▶ _Action item A_
In the article about surviving Thanksgiving as a vegetarian, how many Thanksgivings will the writer have celebrated as a vegetarian this year?
▶ _Action item B_
Please list every numbered tip given in the article about surviving Thanksgiving as a vegetarian.

━━━━━ Text

Surviving as a vegetarian on Thanksgiving Day

Amber Brockman, News Editor

Thanksgiving is almost here. For most people, that means family reunions, stuffing your face and spreading cheer. But for vegetarians, this time of the year is especially draining. This will be my ninth year celebrating Thanksgiving as a vegetarian, but I can guarantee my family will still ask why I’m not eating the turkey despite the number of times I told them that I don’t eat meat. Many people have expectations about what is eaten on Thanksgiving and breaking those traditions can spark questions, criticism and sometimes even anger. With that being said, here are some tips for surviving Thanksgiving as a vegetarian.

1) Ask what’s in the food before you eat it
Not all food that looks vegetarian, is vegetarian. Most stuffing is made with chicken broth and gravy is literally meat juice. Saying that chicken broth and gravy is vegetarian-friendly would be like saying orange juice is no

t made with oranges. Don’t just ask if something is vegetarian, specifically ask what ingredients were used because people who eat meat don’t typically think about what is actually considered meat.

2) Bring your own food
Depending on what your family typically makes for Thanksgiving, it might be a good idea to bring food you know you can eat. Before I thought to bring my own food, my plate would be half mashed potatoes and half green bean casserole. This was totally fine with me since those are my favorite holiday foods, but my relatives weren’t too happy when there wasn’t enough left for them. Bottom line: If you think you’ll have to take more than your fair share of sides to feel full, bring food with you.

3) Don’t mention that you’re vegetarian unless people ask
Trust me — people will notice if you refuse turkey on Thanksgiving, and they will ask about it! If you tell people that you’re vegetarian unprompted, you will likely bring even more attention to yourself and risk falling into that “vegetarians never shut up about being vegetarian” stereotype. And who knows, maybe they won’t even notice and you can enjoy the holiday without confrontation.

━━━━━━━━━━
━━━━━ Material provided

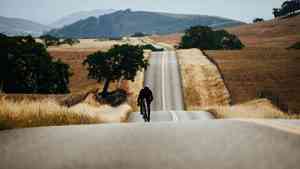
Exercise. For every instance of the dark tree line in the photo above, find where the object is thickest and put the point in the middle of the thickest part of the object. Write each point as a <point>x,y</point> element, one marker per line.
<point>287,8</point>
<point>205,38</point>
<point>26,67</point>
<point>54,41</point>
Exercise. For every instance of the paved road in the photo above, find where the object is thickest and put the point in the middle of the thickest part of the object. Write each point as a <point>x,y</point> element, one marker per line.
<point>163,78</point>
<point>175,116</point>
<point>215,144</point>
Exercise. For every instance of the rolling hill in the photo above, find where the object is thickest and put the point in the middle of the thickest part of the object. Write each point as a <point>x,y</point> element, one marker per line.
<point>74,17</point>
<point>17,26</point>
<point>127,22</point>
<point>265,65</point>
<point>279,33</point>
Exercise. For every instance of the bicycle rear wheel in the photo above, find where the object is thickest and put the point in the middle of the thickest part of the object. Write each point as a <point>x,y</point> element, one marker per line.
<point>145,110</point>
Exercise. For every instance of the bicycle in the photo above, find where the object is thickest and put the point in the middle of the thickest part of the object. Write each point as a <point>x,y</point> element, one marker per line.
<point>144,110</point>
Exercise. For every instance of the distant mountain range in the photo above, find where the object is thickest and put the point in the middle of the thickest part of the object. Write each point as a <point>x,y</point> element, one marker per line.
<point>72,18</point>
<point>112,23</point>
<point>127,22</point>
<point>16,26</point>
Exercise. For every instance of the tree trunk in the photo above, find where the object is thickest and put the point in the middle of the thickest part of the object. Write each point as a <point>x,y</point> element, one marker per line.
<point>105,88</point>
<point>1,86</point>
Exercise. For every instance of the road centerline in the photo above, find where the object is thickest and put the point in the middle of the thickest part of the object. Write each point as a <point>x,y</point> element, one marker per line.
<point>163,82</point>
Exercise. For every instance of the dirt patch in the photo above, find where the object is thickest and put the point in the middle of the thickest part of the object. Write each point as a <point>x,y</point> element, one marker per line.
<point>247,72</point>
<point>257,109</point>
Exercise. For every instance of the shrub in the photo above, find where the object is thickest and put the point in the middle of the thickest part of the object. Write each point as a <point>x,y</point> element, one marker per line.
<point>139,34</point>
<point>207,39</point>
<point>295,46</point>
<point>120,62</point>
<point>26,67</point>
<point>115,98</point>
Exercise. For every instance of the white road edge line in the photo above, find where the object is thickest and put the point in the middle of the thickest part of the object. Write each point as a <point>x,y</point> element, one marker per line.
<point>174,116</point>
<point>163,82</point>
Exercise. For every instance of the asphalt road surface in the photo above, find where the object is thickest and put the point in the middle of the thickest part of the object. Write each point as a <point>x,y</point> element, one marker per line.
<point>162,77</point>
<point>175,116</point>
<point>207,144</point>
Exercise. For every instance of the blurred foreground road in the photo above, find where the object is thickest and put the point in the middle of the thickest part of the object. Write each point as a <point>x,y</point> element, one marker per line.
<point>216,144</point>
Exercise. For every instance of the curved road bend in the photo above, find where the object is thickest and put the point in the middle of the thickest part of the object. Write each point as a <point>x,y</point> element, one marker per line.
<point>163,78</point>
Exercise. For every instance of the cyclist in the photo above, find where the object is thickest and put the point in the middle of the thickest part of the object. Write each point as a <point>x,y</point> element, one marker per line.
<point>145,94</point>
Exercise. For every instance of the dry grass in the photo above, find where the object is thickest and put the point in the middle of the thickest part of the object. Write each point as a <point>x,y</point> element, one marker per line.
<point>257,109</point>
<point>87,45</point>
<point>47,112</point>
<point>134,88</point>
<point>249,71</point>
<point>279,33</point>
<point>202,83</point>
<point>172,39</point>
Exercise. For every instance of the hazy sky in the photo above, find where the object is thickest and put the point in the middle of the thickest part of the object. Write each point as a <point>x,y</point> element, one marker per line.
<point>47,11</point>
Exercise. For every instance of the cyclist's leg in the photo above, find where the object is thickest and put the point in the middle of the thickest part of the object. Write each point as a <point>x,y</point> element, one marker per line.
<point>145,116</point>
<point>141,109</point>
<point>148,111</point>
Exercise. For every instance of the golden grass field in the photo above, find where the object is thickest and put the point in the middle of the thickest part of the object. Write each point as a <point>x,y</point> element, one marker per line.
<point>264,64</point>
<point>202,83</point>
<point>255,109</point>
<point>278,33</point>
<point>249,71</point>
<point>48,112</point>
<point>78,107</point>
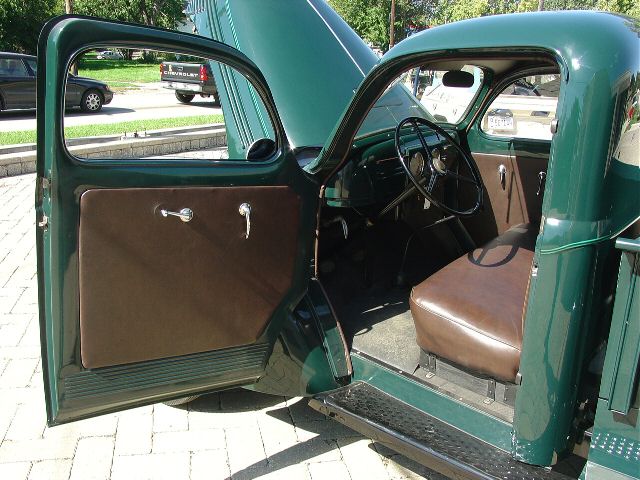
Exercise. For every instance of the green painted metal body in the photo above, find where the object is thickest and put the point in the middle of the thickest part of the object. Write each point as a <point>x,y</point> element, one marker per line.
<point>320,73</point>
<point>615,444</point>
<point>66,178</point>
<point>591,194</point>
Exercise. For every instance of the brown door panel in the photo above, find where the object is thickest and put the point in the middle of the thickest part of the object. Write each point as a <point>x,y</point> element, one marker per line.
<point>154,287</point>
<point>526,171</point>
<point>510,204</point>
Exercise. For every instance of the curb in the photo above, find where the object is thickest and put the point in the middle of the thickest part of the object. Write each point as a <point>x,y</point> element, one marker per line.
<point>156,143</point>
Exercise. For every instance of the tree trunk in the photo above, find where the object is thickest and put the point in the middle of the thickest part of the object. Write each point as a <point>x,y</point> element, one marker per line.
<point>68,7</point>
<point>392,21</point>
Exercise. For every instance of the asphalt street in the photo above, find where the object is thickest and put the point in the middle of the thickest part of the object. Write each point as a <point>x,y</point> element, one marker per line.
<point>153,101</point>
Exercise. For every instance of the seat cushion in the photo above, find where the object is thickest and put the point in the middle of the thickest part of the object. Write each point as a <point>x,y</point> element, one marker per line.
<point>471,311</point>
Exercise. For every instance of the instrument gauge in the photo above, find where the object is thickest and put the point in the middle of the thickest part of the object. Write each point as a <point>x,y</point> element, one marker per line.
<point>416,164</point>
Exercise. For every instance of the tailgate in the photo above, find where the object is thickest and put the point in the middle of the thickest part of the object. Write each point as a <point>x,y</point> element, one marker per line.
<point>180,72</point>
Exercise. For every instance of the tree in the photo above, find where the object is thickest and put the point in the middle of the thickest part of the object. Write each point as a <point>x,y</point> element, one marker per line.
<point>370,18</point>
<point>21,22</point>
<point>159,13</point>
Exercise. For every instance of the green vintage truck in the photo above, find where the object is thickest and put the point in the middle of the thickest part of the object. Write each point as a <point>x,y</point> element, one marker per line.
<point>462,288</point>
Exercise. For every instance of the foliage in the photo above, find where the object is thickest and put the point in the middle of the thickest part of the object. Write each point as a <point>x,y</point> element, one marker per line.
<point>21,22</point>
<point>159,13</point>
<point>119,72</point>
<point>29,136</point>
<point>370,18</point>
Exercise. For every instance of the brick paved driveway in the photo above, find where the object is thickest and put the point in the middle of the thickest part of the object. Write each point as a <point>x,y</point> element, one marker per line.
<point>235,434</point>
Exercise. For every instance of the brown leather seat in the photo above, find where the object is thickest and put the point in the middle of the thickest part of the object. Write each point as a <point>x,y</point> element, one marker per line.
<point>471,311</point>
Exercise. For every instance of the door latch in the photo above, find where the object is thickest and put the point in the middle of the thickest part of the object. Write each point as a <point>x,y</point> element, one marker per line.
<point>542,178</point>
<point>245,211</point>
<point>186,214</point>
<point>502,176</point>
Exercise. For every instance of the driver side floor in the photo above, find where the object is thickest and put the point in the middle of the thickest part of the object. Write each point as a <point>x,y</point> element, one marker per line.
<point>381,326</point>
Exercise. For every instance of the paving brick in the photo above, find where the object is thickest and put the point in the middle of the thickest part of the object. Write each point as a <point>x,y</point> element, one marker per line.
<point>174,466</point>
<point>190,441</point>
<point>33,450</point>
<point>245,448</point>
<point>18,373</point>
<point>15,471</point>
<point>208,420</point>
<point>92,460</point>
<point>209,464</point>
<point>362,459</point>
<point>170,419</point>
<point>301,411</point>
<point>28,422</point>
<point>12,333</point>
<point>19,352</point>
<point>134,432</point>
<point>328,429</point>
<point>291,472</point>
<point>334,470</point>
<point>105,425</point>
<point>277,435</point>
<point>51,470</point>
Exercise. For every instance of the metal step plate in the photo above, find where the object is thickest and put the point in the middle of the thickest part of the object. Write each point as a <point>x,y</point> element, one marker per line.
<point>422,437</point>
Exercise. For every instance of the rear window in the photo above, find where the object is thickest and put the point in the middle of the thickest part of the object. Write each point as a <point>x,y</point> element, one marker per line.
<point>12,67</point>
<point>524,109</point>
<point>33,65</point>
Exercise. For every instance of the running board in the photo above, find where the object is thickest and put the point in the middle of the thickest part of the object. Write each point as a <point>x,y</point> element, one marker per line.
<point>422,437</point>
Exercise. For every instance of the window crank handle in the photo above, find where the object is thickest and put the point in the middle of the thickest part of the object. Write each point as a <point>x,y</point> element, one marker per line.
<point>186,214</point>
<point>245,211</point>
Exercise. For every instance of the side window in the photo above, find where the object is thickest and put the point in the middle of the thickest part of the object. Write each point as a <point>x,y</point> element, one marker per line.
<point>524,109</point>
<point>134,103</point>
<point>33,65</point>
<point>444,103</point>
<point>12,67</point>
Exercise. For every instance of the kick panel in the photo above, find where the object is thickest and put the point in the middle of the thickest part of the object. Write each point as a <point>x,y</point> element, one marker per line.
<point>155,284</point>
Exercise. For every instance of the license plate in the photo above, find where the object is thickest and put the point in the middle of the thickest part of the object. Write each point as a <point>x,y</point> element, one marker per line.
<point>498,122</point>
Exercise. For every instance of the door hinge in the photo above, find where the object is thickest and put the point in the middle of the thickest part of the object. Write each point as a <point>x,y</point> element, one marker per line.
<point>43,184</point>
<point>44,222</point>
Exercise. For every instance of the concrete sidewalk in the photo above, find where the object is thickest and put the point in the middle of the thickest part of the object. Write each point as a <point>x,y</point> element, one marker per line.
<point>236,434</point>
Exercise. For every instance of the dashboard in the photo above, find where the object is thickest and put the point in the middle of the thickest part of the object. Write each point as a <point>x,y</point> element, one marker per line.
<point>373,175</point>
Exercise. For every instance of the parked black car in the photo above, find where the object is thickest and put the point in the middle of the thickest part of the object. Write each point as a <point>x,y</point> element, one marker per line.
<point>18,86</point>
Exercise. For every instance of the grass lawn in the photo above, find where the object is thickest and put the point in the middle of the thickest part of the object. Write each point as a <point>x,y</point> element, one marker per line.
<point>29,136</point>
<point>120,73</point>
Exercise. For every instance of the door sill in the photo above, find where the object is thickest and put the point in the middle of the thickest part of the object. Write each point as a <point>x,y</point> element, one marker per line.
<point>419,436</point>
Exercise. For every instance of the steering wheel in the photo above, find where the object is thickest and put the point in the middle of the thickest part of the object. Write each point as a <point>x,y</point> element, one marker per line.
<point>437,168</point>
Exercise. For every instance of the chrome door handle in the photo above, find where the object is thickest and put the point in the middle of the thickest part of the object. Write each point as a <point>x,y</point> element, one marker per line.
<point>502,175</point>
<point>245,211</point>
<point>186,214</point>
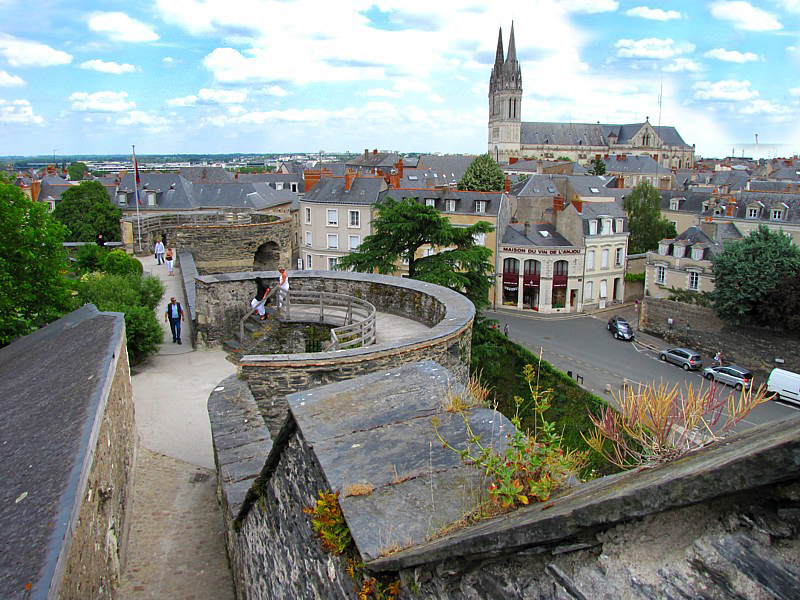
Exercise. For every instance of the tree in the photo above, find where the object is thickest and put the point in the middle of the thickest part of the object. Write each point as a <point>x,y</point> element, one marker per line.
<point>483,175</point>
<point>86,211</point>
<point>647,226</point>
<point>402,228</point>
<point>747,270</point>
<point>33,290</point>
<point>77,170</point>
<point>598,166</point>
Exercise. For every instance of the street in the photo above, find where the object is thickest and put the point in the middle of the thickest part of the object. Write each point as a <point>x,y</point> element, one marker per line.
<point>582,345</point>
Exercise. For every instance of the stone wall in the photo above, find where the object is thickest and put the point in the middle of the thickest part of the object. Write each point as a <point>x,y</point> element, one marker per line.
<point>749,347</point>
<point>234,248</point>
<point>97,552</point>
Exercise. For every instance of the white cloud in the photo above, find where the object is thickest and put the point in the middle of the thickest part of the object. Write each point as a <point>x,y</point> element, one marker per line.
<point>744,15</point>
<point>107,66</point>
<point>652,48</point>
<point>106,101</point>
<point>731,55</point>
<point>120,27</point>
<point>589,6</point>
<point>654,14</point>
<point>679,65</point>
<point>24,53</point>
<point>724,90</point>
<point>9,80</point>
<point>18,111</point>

━━━━━━━━━━

▶ _Written reply A_
This will be the writer's ninth year celebrating Thanksgiving as a vegetarian.

▶ _Written reply B_
1) Ask what's in the food before you eat it
2) Bring your own food
3) Don't mention that you're vegetarian unless people ask